WHAT YOU SHOULD DO: The records below must be copied in full, exactly as they read.

RECORD EXTRACTS:
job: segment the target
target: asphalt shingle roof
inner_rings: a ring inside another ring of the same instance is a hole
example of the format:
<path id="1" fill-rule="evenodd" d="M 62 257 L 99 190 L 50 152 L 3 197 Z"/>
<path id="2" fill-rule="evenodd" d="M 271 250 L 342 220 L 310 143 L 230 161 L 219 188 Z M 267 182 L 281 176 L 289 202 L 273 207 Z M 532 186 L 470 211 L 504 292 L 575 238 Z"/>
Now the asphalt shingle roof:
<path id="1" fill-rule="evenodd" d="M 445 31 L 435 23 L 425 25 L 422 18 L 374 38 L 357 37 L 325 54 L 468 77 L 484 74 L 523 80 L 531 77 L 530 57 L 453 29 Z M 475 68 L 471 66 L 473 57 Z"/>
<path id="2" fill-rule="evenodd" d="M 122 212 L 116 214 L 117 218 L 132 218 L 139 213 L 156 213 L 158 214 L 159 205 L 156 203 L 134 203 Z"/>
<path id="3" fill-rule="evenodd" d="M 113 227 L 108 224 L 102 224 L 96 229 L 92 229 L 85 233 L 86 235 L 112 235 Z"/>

OUTPUT OF THE EXERCISE:
job: segment the target
target: asphalt shingle roof
inner_rings: a ring inside another ring of the same instance is a hole
example of the format:
<path id="1" fill-rule="evenodd" d="M 62 257 L 99 190 L 50 152 L 3 197 Z"/>
<path id="2" fill-rule="evenodd" d="M 271 250 L 342 220 L 310 143 L 230 161 L 219 188 Z M 267 182 L 281 176 L 289 202 L 273 207 Z M 532 186 L 470 211 L 504 292 L 575 238 Z"/>
Now the asphalt shingle roof:
<path id="1" fill-rule="evenodd" d="M 445 31 L 435 23 L 425 25 L 422 18 L 374 38 L 357 37 L 325 54 L 468 77 L 484 74 L 523 80 L 531 77 L 530 57 L 453 29 Z M 475 68 L 471 66 L 473 57 Z"/>
<path id="2" fill-rule="evenodd" d="M 122 212 L 116 214 L 117 218 L 132 218 L 139 213 L 156 213 L 158 214 L 159 205 L 156 203 L 134 203 Z"/>
<path id="3" fill-rule="evenodd" d="M 113 227 L 108 224 L 102 224 L 96 229 L 92 229 L 85 233 L 86 235 L 112 235 Z"/>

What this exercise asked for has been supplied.